Outline annotation records:
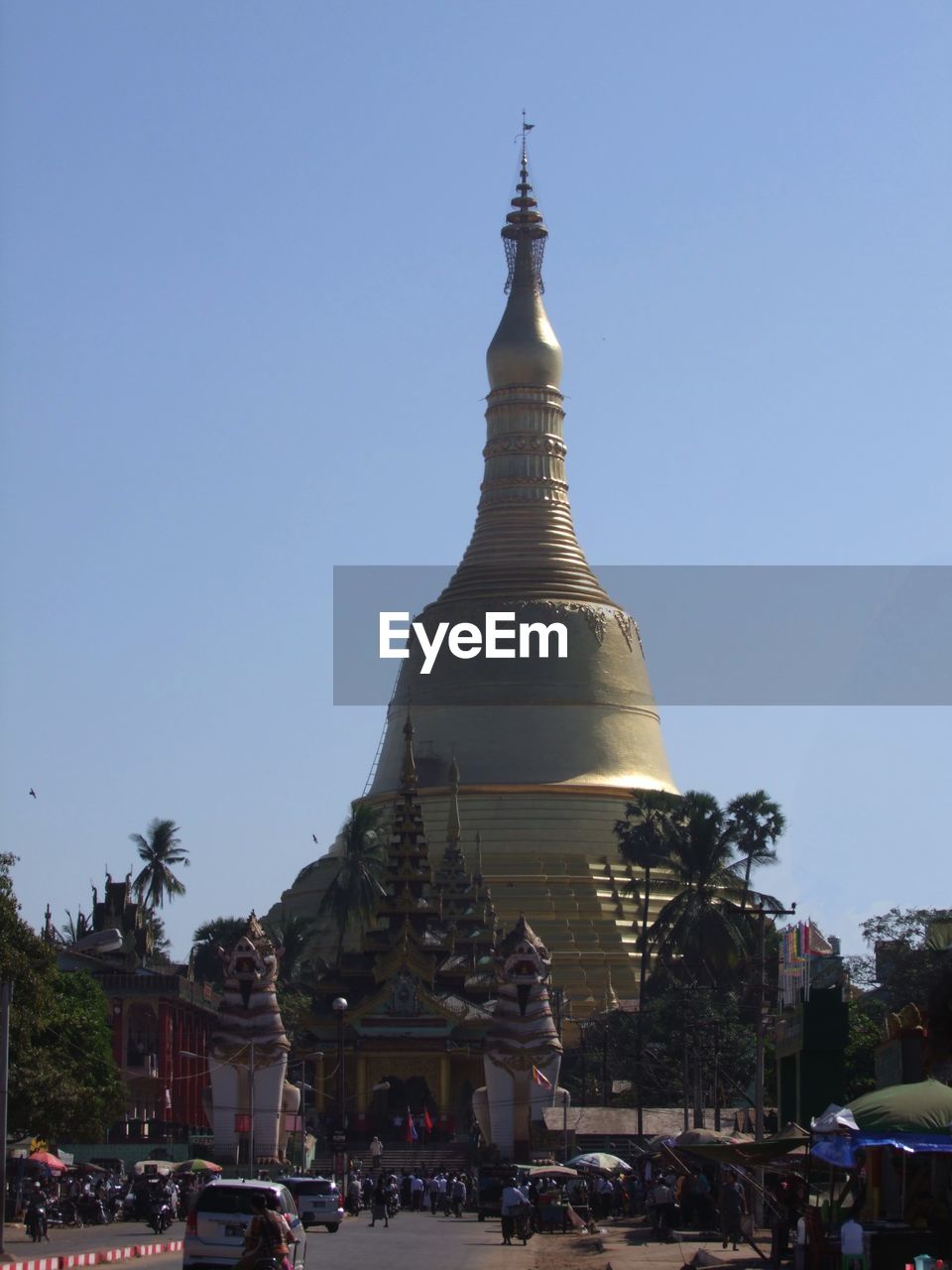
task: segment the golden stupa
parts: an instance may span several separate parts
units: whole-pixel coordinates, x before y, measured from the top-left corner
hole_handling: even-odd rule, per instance
[[[576,1017],[637,997],[640,917],[613,833],[635,789],[673,790],[658,707],[632,617],[599,585],[575,537],[565,478],[562,351],[542,304],[548,236],[526,146],[503,227],[508,302],[486,353],[485,471],[476,526],[443,593],[416,618],[485,626],[564,622],[565,659],[459,660],[421,676],[415,641],[401,663],[367,799],[393,804],[413,716],[426,826],[447,823],[458,762],[461,846],[503,928],[524,913],[553,952],[553,983]],[[333,856],[286,893],[307,904]],[[655,903],[661,899],[660,893]],[[654,909],[652,904],[652,909]]]

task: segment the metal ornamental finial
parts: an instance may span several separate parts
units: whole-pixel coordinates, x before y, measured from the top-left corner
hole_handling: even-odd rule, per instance
[[[505,259],[509,265],[504,288],[506,295],[509,295],[515,282],[517,262],[520,259],[524,262],[523,268],[519,271],[520,281],[524,278],[539,292],[539,295],[546,290],[542,284],[542,255],[546,250],[548,230],[542,221],[542,213],[538,210],[538,203],[532,197],[532,184],[529,183],[529,152],[526,140],[534,127],[534,123],[526,122],[526,112],[523,110],[519,182],[515,187],[515,198],[512,199],[514,211],[509,212],[501,230]],[[522,250],[519,250],[520,243]]]

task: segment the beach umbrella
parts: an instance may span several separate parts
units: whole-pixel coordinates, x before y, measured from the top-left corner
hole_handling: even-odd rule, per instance
[[[586,1151],[581,1156],[566,1160],[570,1168],[588,1168],[597,1173],[630,1173],[631,1165],[608,1151]]]
[[[211,1160],[183,1160],[175,1165],[176,1173],[220,1173],[221,1165],[212,1163]]]
[[[51,1154],[48,1151],[34,1151],[32,1156],[27,1156],[28,1160],[34,1160],[38,1165],[46,1165],[47,1168],[52,1168],[55,1172],[62,1172],[69,1165],[65,1165],[58,1156]]]
[[[716,1133],[713,1129],[685,1129],[677,1138],[666,1139],[670,1147],[715,1147],[739,1139],[730,1133]]]

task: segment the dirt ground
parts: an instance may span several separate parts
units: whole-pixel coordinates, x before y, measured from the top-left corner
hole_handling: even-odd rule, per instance
[[[750,1245],[734,1252],[722,1248],[720,1238],[697,1232],[678,1233],[670,1243],[661,1243],[640,1219],[607,1222],[595,1234],[534,1236],[519,1250],[526,1256],[514,1259],[513,1270],[683,1270],[692,1265],[753,1270],[767,1266],[769,1231],[758,1232],[755,1242],[763,1260]]]

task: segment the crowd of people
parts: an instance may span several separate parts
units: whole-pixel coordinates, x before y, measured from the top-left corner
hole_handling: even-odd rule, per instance
[[[51,1226],[104,1226],[119,1220],[149,1222],[156,1205],[169,1217],[185,1217],[206,1182],[203,1175],[123,1173],[80,1167],[60,1173],[29,1172],[8,1180],[8,1210],[32,1223],[43,1237]]]
[[[372,1158],[374,1153],[372,1152]],[[473,1195],[473,1180],[465,1172],[414,1172],[397,1173],[383,1170],[352,1170],[347,1184],[344,1206],[352,1217],[362,1209],[371,1213],[371,1226],[382,1220],[390,1224],[400,1209],[411,1213],[429,1212],[433,1217],[462,1217]]]

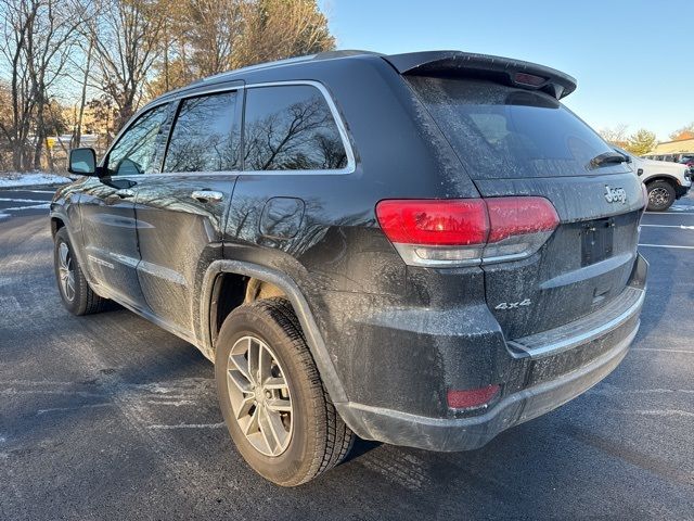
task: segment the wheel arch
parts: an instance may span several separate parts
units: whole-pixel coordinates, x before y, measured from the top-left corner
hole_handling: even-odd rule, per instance
[[[284,296],[286,296],[291,302],[294,313],[301,325],[306,343],[313,356],[321,380],[323,381],[331,399],[333,403],[347,402],[344,386],[337,376],[335,366],[330,357],[330,353],[327,352],[327,347],[325,346],[325,342],[319,331],[306,297],[291,277],[265,266],[242,260],[222,259],[215,260],[207,268],[203,280],[203,295],[200,312],[200,323],[202,326],[203,340],[202,347],[205,356],[214,361],[216,341],[214,330],[216,329],[218,313],[220,309],[218,302],[218,296],[220,294],[220,275],[257,279],[281,290]],[[244,285],[243,288],[243,291],[236,288],[235,293],[231,293],[231,305],[241,305],[244,303],[246,287]]]
[[[673,187],[680,185],[680,180],[674,176],[670,176],[669,174],[656,174],[655,176],[648,177],[645,181],[643,181],[643,183],[647,187],[648,185],[656,181],[670,182],[673,185]]]

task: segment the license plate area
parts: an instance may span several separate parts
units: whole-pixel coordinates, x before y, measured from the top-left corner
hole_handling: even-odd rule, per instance
[[[615,219],[595,219],[581,229],[581,266],[600,263],[612,257],[615,237]]]

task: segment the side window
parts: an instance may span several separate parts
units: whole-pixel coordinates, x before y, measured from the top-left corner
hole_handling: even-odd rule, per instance
[[[245,170],[324,170],[347,166],[337,125],[316,87],[247,89],[244,122]]]
[[[142,114],[111,149],[106,167],[112,176],[151,174],[155,168],[156,138],[166,122],[168,105]]]
[[[179,109],[164,171],[239,169],[236,92],[183,100]]]

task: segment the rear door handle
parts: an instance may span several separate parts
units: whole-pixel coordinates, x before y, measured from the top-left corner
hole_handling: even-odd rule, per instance
[[[191,198],[201,203],[218,203],[224,199],[224,194],[214,190],[195,190],[191,193]]]
[[[121,188],[120,190],[116,190],[116,195],[120,199],[134,198],[134,190],[130,190],[129,188]]]

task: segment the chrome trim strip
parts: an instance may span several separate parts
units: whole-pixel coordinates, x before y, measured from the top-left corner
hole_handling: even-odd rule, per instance
[[[246,84],[243,86],[243,89],[246,90],[246,89],[261,88],[261,87],[282,87],[287,85],[309,85],[318,89],[321,92],[321,94],[323,94],[323,99],[325,100],[325,103],[327,103],[327,107],[330,109],[330,112],[333,115],[333,119],[335,120],[335,125],[337,126],[337,131],[339,132],[339,137],[343,141],[343,147],[345,148],[345,153],[347,154],[347,166],[344,168],[336,168],[332,170],[244,170],[244,174],[267,175],[268,173],[271,173],[271,174],[280,173],[280,174],[286,175],[287,173],[290,173],[291,175],[301,175],[301,174],[312,175],[312,174],[351,174],[354,173],[355,169],[357,168],[357,165],[355,161],[355,153],[351,150],[351,143],[349,142],[349,136],[347,135],[347,127],[345,126],[343,118],[339,116],[339,112],[337,111],[337,105],[335,105],[335,102],[333,101],[332,96],[330,96],[330,92],[327,91],[327,89],[323,84],[321,84],[320,81],[314,81],[309,79],[287,80],[287,81],[267,81],[261,84]]]
[[[611,331],[614,331],[615,329],[617,329],[619,326],[625,323],[630,318],[634,317],[643,306],[643,301],[645,300],[646,292],[644,290],[639,290],[635,288],[631,288],[631,290],[639,291],[641,293],[637,302],[633,303],[631,306],[629,306],[627,309],[625,309],[617,317],[613,318],[612,320],[608,320],[607,322],[601,323],[599,327],[591,329],[590,331],[586,331],[575,336],[562,339],[560,341],[552,342],[550,344],[545,344],[540,347],[527,347],[526,345],[523,344],[523,339],[509,341],[507,343],[511,344],[514,348],[527,353],[528,355],[530,355],[530,358],[542,358],[545,356],[556,355],[557,353],[568,351],[570,348],[577,347],[578,345],[586,344],[595,339],[604,336]],[[600,309],[594,313],[600,313]],[[561,327],[557,329],[561,329]],[[538,334],[542,334],[542,333],[538,333]],[[534,336],[534,335],[530,335],[530,336]]]
[[[205,175],[205,176],[214,176],[214,175],[223,175],[223,176],[229,176],[231,175],[254,175],[254,176],[268,176],[268,175],[283,175],[283,176],[306,176],[306,175],[326,175],[326,174],[331,174],[331,175],[339,175],[339,174],[352,174],[356,169],[357,169],[357,162],[355,158],[355,152],[351,148],[351,142],[349,141],[349,135],[347,134],[347,127],[345,126],[345,122],[343,122],[343,118],[339,115],[339,112],[337,110],[337,105],[335,104],[335,102],[333,101],[332,96],[330,94],[330,92],[327,91],[327,89],[325,88],[325,86],[323,84],[321,84],[320,81],[316,81],[316,80],[311,80],[311,79],[297,79],[297,80],[286,80],[286,81],[265,81],[265,82],[260,82],[260,84],[249,84],[249,85],[226,85],[226,86],[217,86],[217,87],[210,87],[208,89],[200,89],[200,90],[191,90],[191,91],[184,91],[184,92],[180,92],[177,93],[176,96],[172,96],[170,98],[166,98],[163,99],[160,101],[153,101],[149,104],[146,104],[145,106],[143,106],[142,109],[140,109],[129,120],[126,125],[124,125],[124,127],[120,129],[120,131],[118,132],[118,135],[116,136],[116,138],[113,141],[113,144],[108,148],[108,150],[106,151],[106,153],[104,154],[104,157],[102,158],[100,166],[103,166],[103,161],[108,156],[108,154],[111,153],[111,149],[118,142],[118,140],[120,139],[120,136],[125,132],[126,129],[130,128],[132,123],[134,123],[144,112],[154,109],[156,106],[163,105],[163,104],[168,104],[168,103],[177,103],[180,102],[181,100],[188,99],[188,98],[198,98],[201,96],[207,96],[207,94],[213,94],[213,93],[218,93],[218,92],[231,92],[231,91],[242,91],[242,90],[246,90],[246,89],[250,89],[250,88],[261,88],[261,87],[282,87],[282,86],[290,86],[290,85],[308,85],[311,87],[317,88],[321,94],[323,96],[323,99],[325,100],[325,102],[327,103],[327,106],[330,109],[331,114],[333,115],[333,119],[335,120],[335,125],[337,126],[337,131],[339,132],[339,137],[342,139],[343,142],[343,147],[345,148],[345,154],[347,155],[347,166],[344,168],[335,168],[335,169],[331,169],[331,170],[233,170],[233,173],[228,173],[228,171],[205,171],[205,173],[191,173],[191,171],[187,171],[187,173],[172,173],[172,174],[165,174],[165,173],[153,173],[153,174],[140,174],[137,176],[127,176],[128,179],[132,178],[132,179],[138,179],[138,178],[147,178],[147,177],[152,177],[152,176],[157,176],[157,175],[163,175],[163,176],[180,176],[180,175],[191,175],[191,174],[196,174],[196,175]],[[165,94],[166,96],[166,94]],[[168,147],[167,147],[168,148]],[[114,176],[117,177],[117,176]]]

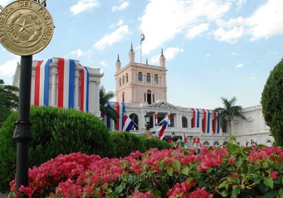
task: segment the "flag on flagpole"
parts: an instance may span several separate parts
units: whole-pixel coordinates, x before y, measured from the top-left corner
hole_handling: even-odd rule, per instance
[[[169,115],[170,114],[168,114],[163,120],[162,122],[162,124],[161,126],[160,126],[157,130],[152,131],[152,134],[154,136],[158,136],[160,139],[160,137],[163,135],[164,131],[165,131],[165,129],[166,128],[168,123]]]
[[[192,128],[200,127],[200,111],[198,109],[192,108]]]
[[[126,112],[125,104],[123,102],[116,102],[117,107],[117,113],[119,115],[119,117],[117,118],[116,122],[116,130],[122,131],[123,130],[123,124],[124,121],[124,116]]]
[[[34,106],[48,105],[49,67],[52,59],[40,61],[36,66]]]
[[[202,110],[203,113],[203,122],[202,125],[202,132],[203,133],[209,133],[209,125],[210,125],[210,113],[209,110]]]
[[[140,34],[140,44],[142,44],[142,42],[145,40],[145,34],[141,33]]]
[[[75,94],[75,61],[54,58],[58,63],[58,93],[57,106],[74,108]]]
[[[124,115],[123,131],[129,132],[134,126],[134,122],[127,115]]]

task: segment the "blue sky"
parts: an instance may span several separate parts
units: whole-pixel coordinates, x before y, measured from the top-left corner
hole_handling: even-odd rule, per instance
[[[12,2],[0,0],[4,7]],[[206,109],[236,96],[243,107],[260,104],[270,71],[283,57],[281,0],[47,0],[56,26],[34,60],[79,60],[104,73],[115,91],[115,63],[129,61],[131,42],[140,62],[166,58],[167,101]],[[17,61],[0,46],[0,79],[11,84]]]

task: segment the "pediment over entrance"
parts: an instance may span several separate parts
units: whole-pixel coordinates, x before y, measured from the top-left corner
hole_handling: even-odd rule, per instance
[[[149,104],[147,107],[151,108],[163,109],[167,110],[178,110],[178,108],[164,100],[158,101],[154,104]]]

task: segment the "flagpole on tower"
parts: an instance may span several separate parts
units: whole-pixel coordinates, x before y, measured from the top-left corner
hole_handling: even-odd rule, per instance
[[[145,34],[140,34],[140,64],[142,64],[142,42],[145,40]]]

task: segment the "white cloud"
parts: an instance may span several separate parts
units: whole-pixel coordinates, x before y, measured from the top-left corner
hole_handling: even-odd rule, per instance
[[[91,10],[93,7],[99,7],[98,0],[79,0],[77,4],[72,6],[70,10],[73,14],[77,14],[85,11]]]
[[[189,39],[192,39],[203,32],[207,31],[209,24],[208,23],[202,23],[194,26],[188,30],[186,37]]]
[[[227,31],[220,27],[214,32],[217,40],[231,43],[236,43],[243,34],[244,28],[242,27],[234,27],[232,29]]]
[[[126,9],[129,5],[130,4],[129,2],[124,2],[119,6],[115,6],[112,7],[112,12],[115,12],[115,11],[122,10]]]
[[[103,50],[115,43],[122,41],[123,39],[130,34],[131,31],[128,25],[122,25],[114,31],[105,35],[102,39],[96,42],[94,47],[97,49]]]
[[[184,49],[179,47],[168,47],[163,52],[164,57],[166,59],[166,61],[170,61],[174,59],[174,58],[180,52],[183,52]],[[155,55],[150,59],[150,62],[151,64],[154,64],[159,62],[160,55]]]
[[[0,65],[0,79],[3,79],[5,84],[12,84],[17,62],[19,60],[15,58]]]
[[[228,11],[231,6],[229,1],[151,0],[139,19],[141,32],[146,37],[144,53],[160,47],[179,33],[188,32],[192,26],[215,21]],[[203,32],[206,25],[198,28],[191,30],[189,35],[196,35],[193,33],[197,30]]]
[[[236,6],[237,6],[237,9],[241,8],[241,7],[246,2],[246,0],[239,0],[236,3]]]
[[[237,6],[241,6],[245,0],[238,1]],[[268,0],[249,17],[239,16],[226,21],[216,20],[218,28],[214,32],[216,39],[235,43],[244,35],[251,37],[252,41],[268,38],[283,34],[283,1]]]
[[[99,62],[99,64],[103,67],[108,67],[108,64],[105,61],[101,61]]]
[[[236,68],[242,67],[243,66],[244,66],[243,64],[238,64],[238,65],[236,65]]]
[[[89,58],[92,55],[92,50],[89,49],[86,51],[82,51],[81,49],[78,49],[76,50],[71,52],[69,54],[70,55],[77,56],[78,57],[85,56]]]

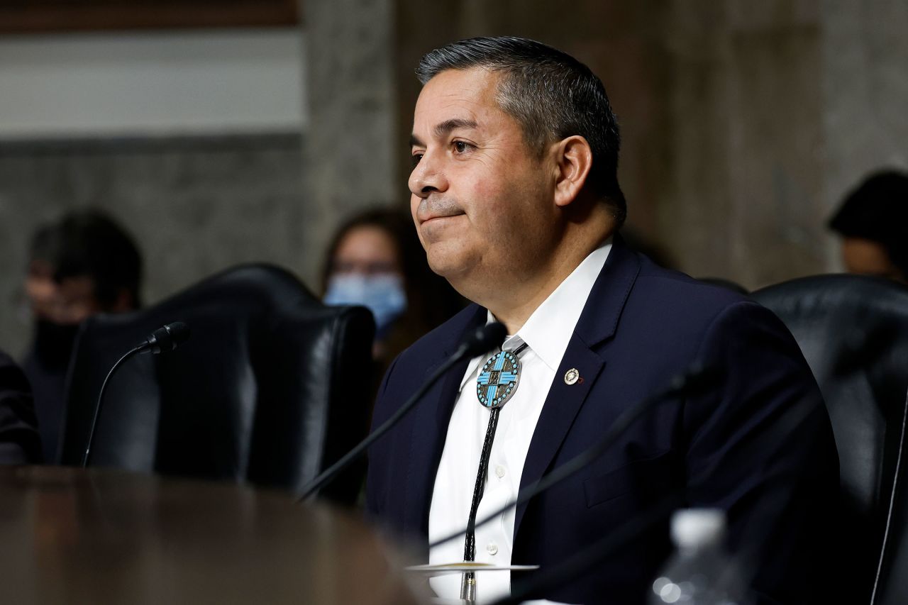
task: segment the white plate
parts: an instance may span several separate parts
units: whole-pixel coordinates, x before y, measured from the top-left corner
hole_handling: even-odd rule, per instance
[[[473,563],[459,561],[440,565],[411,565],[404,568],[407,571],[443,574],[463,573],[464,571],[530,571],[539,569],[538,565],[492,565],[491,563]]]

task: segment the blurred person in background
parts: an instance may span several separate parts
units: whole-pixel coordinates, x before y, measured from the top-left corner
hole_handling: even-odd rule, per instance
[[[133,238],[95,210],[65,214],[32,238],[25,294],[34,335],[23,369],[32,384],[47,462],[56,461],[66,370],[79,324],[139,307],[142,257]]]
[[[398,353],[463,308],[463,299],[429,268],[410,215],[375,208],[335,233],[322,269],[327,304],[361,304],[375,317],[377,377]]]
[[[35,464],[41,460],[28,381],[15,362],[0,351],[0,464]]]
[[[908,174],[870,175],[848,193],[829,226],[843,238],[849,273],[908,282]]]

### [PROBLEM TO WORK ON]
Find every line in the listing above that contains the string "white" and copy each of those lines. Treat uppercase and lowercase letters as different.

### [EXERCISE OUTPUT]
task: segment the "white cloud"
task: segment the white plate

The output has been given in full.